**WORK TO BE COMPLETED**
Everything in the listing below except the pictures should be reproduced exactly.

**MATERIAL SHOWN**
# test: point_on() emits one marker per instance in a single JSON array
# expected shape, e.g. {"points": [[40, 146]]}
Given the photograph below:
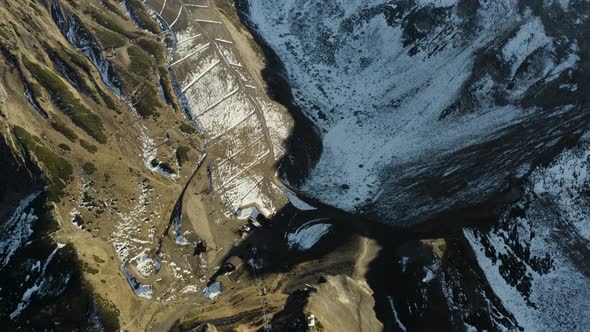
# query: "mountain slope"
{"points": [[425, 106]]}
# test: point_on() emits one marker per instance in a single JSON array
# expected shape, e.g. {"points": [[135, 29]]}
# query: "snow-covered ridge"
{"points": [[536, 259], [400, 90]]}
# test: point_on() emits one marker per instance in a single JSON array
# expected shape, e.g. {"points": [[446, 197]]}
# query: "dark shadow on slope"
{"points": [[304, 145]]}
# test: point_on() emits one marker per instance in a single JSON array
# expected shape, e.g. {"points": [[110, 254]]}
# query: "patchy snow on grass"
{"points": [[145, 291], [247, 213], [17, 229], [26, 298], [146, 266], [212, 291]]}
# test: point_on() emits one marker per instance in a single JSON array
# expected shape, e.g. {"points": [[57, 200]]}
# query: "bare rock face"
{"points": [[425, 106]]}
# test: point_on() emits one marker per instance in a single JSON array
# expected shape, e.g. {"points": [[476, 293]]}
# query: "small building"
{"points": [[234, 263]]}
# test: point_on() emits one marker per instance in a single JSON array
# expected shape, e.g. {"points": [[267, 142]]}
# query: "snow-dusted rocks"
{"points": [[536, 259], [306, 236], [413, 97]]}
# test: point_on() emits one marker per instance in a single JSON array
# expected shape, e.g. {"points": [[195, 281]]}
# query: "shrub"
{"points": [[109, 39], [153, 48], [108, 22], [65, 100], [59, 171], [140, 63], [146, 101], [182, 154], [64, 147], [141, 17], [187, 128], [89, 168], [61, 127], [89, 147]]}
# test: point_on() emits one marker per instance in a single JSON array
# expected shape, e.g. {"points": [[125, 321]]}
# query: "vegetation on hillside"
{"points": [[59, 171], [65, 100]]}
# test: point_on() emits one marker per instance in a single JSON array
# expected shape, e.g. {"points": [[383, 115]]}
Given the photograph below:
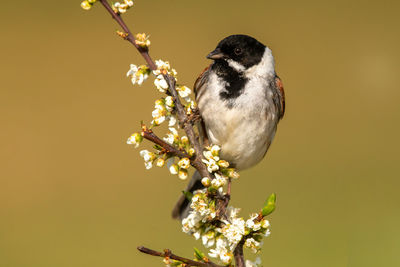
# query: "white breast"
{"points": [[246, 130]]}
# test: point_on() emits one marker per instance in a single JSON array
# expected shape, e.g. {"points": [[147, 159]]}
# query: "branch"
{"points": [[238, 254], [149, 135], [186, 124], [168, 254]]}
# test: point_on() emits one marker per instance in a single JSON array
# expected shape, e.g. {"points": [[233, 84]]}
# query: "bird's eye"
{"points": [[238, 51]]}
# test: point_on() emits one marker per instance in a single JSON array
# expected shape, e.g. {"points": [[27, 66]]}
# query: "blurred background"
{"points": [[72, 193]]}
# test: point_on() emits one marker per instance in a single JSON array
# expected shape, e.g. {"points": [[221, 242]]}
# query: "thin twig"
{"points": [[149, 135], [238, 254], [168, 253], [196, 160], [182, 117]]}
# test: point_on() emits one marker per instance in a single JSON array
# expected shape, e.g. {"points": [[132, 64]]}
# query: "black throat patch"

**RESULT FOR THIS EXERCISE**
# test: point_on() emits one marker per instance in a single JSON array
# expected shape, e.g. {"points": [[40, 146]]}
Given the photograph below:
# query: "mountain slope"
{"points": [[425, 106]]}
# test: point_on() emits one marker per instance in a single JSON array
# expected shape, e.g. {"points": [[135, 29]]}
# query: "snow-covered ridge"
{"points": [[536, 259], [400, 90]]}
# test: point_on() emits one marker per instance in a single JSON array
# expected shape, e.g. {"points": [[446, 197]]}
# query: "dark shadow on slope"
{"points": [[304, 145]]}
# test: point_on() emits one marker per instance in a single JSON array
# expected shape, e.g. {"points": [[110, 254]]}
# query: "patchy snow on grass"
{"points": [[145, 291], [247, 213], [17, 229], [26, 298], [146, 266], [212, 291]]}
# test: point_on() emits one marker per instance in a single JSON array
# expected shape, e.g. {"points": [[57, 200]]}
# query: "bare rock face"
{"points": [[425, 106]]}
# test: point_on() emits one marker per instance in a single JSON array
# expected shape, e.g. {"points": [[476, 293]]}
# query: "small building"
{"points": [[234, 263]]}
# test: point_on() emits one marker per instance in a single JSON array
# expected shape, e.g. {"points": [[267, 142]]}
# query: "snow-dusted rocks"
{"points": [[536, 259], [306, 236], [413, 97]]}
# test: point_on() emits one marker per instance in a single JSON array
# expected shape, e.g. {"points": [[195, 281]]}
# query: "shrub"
{"points": [[109, 39], [153, 48], [108, 22], [65, 100], [59, 171], [140, 63], [146, 101], [182, 154], [64, 147], [141, 17], [187, 128], [89, 168], [61, 127], [89, 147]]}
# test: point_on() emits one marker per instance in a single JSON array
# expected shape, e.g. {"points": [[125, 321]]}
# query: "vegetation on hillside"
{"points": [[59, 171], [65, 100]]}
# test: point_on() emits one marker per instance in a single JSON array
# expected shape, e.g. {"points": [[383, 115]]}
Given the photograph below:
# query: "white breast"
{"points": [[246, 130]]}
# test: point_on() emits one marker per instance in a single JSON array
# expected shape, e.g. {"points": [[147, 159]]}
# query: "branch"
{"points": [[238, 254], [149, 135], [186, 124], [168, 254]]}
# test: point_on() emits one marker per instance in a single JSON array
# expected shape, e.g. {"points": [[233, 84]]}
# query: "bird's eye"
{"points": [[238, 51]]}
# test: point_on() emits one marker per instance in a single JSON array
# expected shape, e.g. {"points": [[27, 66]]}
# query: "blurred background"
{"points": [[72, 193]]}
# test: point_on() emits one marker per instance in a single JSON array
# expected shape, e.g. {"points": [[221, 242]]}
# query: "thin twig"
{"points": [[149, 135], [238, 254], [168, 253], [196, 160], [182, 117]]}
# test: point_on() emits one marker per instance in a single JSON array
# expected shape, e.g. {"points": [[132, 64]]}
# query: "black throat patch"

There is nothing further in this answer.